**Your objective:** Output the material below unchanged, apart from leaving out the pictures.
┄┄┄┄┄┄┄┄┄┄
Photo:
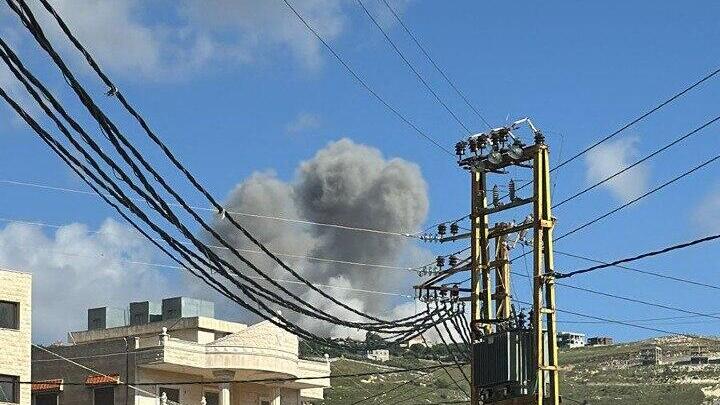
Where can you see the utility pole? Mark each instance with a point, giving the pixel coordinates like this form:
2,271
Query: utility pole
511,363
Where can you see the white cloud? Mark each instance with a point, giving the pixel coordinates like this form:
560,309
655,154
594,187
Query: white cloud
75,269
706,215
609,158
131,37
303,122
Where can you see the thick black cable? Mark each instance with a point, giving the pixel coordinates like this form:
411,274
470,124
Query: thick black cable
650,156
638,119
50,98
176,162
113,129
646,272
412,68
362,82
640,256
435,65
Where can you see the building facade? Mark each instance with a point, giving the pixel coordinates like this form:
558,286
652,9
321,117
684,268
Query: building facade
571,339
15,336
179,355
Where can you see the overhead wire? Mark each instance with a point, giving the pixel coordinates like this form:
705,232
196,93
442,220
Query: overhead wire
435,65
637,163
412,68
362,82
639,118
117,94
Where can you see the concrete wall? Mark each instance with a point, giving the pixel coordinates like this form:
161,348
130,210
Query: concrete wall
104,357
15,344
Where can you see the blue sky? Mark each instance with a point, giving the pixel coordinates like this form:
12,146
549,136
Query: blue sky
257,93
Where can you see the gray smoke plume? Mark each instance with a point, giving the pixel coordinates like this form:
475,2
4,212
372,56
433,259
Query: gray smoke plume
344,183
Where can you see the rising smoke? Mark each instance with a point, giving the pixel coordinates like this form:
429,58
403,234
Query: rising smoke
344,183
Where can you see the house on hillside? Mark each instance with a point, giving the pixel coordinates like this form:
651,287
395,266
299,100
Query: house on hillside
571,339
378,354
600,341
179,351
650,355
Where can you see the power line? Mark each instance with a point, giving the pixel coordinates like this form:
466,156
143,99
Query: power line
636,199
655,153
363,83
208,209
641,256
412,68
638,119
289,255
435,65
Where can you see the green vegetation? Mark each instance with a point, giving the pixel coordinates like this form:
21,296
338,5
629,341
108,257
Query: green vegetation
601,375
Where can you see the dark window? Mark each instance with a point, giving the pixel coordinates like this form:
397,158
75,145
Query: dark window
105,396
46,399
9,389
9,314
212,398
173,395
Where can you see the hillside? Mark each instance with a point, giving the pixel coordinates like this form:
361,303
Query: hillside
600,375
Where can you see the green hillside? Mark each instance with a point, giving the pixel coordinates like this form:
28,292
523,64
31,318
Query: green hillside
600,375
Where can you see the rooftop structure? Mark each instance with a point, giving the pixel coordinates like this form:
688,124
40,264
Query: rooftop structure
156,355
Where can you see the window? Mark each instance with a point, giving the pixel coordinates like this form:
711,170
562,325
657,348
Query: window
212,398
9,389
104,396
172,394
9,315
46,399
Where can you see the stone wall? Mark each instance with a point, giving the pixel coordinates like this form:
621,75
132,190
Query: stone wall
15,344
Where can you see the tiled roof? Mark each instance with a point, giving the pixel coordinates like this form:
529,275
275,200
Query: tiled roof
47,385
99,379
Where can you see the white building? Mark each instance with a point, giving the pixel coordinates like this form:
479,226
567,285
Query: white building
378,354
242,365
15,336
571,339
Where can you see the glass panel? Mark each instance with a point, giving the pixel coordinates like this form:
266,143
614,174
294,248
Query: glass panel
9,315
172,394
105,396
9,389
212,398
46,399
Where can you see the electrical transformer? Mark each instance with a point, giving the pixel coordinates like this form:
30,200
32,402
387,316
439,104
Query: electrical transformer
504,365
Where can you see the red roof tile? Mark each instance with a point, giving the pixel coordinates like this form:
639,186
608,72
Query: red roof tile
47,385
99,379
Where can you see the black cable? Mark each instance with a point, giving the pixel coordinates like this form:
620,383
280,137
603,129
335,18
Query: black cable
653,154
636,199
265,380
169,154
641,256
646,272
638,119
59,108
412,68
435,65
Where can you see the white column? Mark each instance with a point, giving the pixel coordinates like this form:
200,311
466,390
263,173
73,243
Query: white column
225,394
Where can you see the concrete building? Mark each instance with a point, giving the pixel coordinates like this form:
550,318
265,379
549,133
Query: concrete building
180,341
571,339
15,337
378,354
600,341
650,355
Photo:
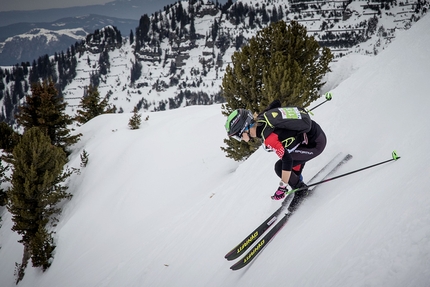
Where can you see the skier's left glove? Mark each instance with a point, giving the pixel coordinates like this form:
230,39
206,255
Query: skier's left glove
┄┄┄┄┄┄┄┄┄┄
**Reply to the task:**
Photo:
Where can you see the utility pole? Mark each instance with a point, giving the pixel coordinates like this form:
2,271
Query: utility pole
511,363
Where can you see the white cloud? Mark each instance with a point, giving the pixel coordinates like this form:
560,309
655,154
594,187
Query: white cloud
75,269
706,215
609,158
131,37
303,122
Where can you see the thick black cable? Mark each instance with a point, giving the pixel coordinates like this form:
411,274
470,124
Query: thick black cable
650,156
638,119
50,98
176,162
113,129
646,272
412,68
362,82
640,256
435,65
Where can you see the building facade? Mark each instance with a point, giving the pixel coordinates like this form:
558,286
652,9
321,117
684,268
Query: building facade
571,339
15,336
179,355
Where can you see the overhead wire? Mark each instance with a point, giving the pixel coordinates like this form:
705,232
196,93
442,220
Query: overhead wire
435,65
637,163
412,68
362,82
639,118
117,94
Where can you see the concrete wall? Mark each instance with a point, giving the pixel coordinates like this form:
161,348
130,210
Query: concrete wall
104,357
15,344
Where can you see the blue sky? Mark each instance with a point, giving the pixel coordinates like this form:
12,146
549,136
Query: blue sky
257,93
Where can you see the gray smoke plume? Mark each instance with a point, giving the pixel coordinates like this form:
475,2
4,212
372,56
433,259
Query: gray smoke plume
344,183
Where can you see the rising smoke? Mark each instance with a point, giving the pixel coordinates like this form:
429,58
403,234
Query: rising smoke
344,183
Where can you see the house on hillside? Mark each instance with a point, giving the pixel coordinates like this form:
651,287
395,266
299,100
Query: house on hillside
571,339
378,354
600,341
179,351
650,355
Where can you see the power line? Mark each instance with a point, giving the pixel coordinates like this form:
466,156
143,99
Query: power line
636,199
655,153
363,83
208,209
641,256
412,68
638,119
289,255
435,65
Where can you see the green vegetation? Mark each instance with a point, giving the pixel coordinates like this form:
21,296
338,5
629,341
108,257
Query: green vegetation
601,375
Where can you see the dark window? Mark each instance with a point, giving the pixel coordinates like this form:
397,158
75,145
Query: dark window
105,396
46,399
9,389
9,314
212,398
173,395
Where can you see the hillside? Mark each instance with a point, giving the pixel coordinates like this form:
361,303
Query: hillside
600,375
Where can you see the green hillside? Mark each instance with a point, giving the pixel coordinates like this form:
28,292
523,64
31,318
Query: green hillside
600,375
Where can you see the rooftop structure? Mark each instance with a point, giving the pixel coordinates like this form:
688,124
40,264
Query: rooftop structure
156,355
Where can you see the window? Mark each instance with a point, giving the pixel coordinates like this form:
711,170
562,325
657,348
Query: window
212,398
9,389
104,396
172,394
9,315
46,399
Where can you see the stone wall? Mark each instance with a point, giving the pixel coordinates like this form:
621,75
132,190
Query: stone wall
15,344
Where can you see the tiled roof? Mark each instance with a point, giving the pixel coordinates like this form:
529,275
275,200
Query: tiled roof
47,385
99,379
Where can you see the white building? Mark each instance with a point, giving the pixel coordinates like this form:
479,226
567,285
Query: white building
378,354
242,365
15,336
571,339
Where can you see the glass panel? Mark each instance with a point, giving the pixel coordinates like this form:
266,143
614,174
294,248
Query: glass panel
9,315
172,394
105,396
9,389
212,398
46,399
Where can you see the electrical transformer? Mark each instance with a point, giving the pixel coordinates like this form:
30,200
32,402
387,316
439,104
Query: electrical transformer
504,365
Where can you see the red roof tile? Mark each instance with a point, giving the pixel coordinates like this form:
639,186
608,72
Query: red roof tile
47,385
99,379
Where can you see the black cable? Mark each instance with a point, giving the pixel coordinates like this form:
620,383
280,137
603,129
335,18
Query: black cable
653,154
636,199
265,380
169,154
641,256
646,272
638,119
59,108
412,68
435,65
Where can you see the white column? Mark each instance with a point, giving the pixel coordinates like this form:
200,311
466,390
263,173
73,243
Query: white column
225,394
Where can you see the concrete building? Mark each instance with a point, giving the pixel coordinates like this form:
550,318
265,379
549,133
Query: concrete building
180,341
571,339
15,337
378,354
600,341
650,355
Photo:
Where can you see the skier's left glove? Mark each instance with a point, giving the pixel coordinates like this form:
230,39
206,255
Query: skier's left glove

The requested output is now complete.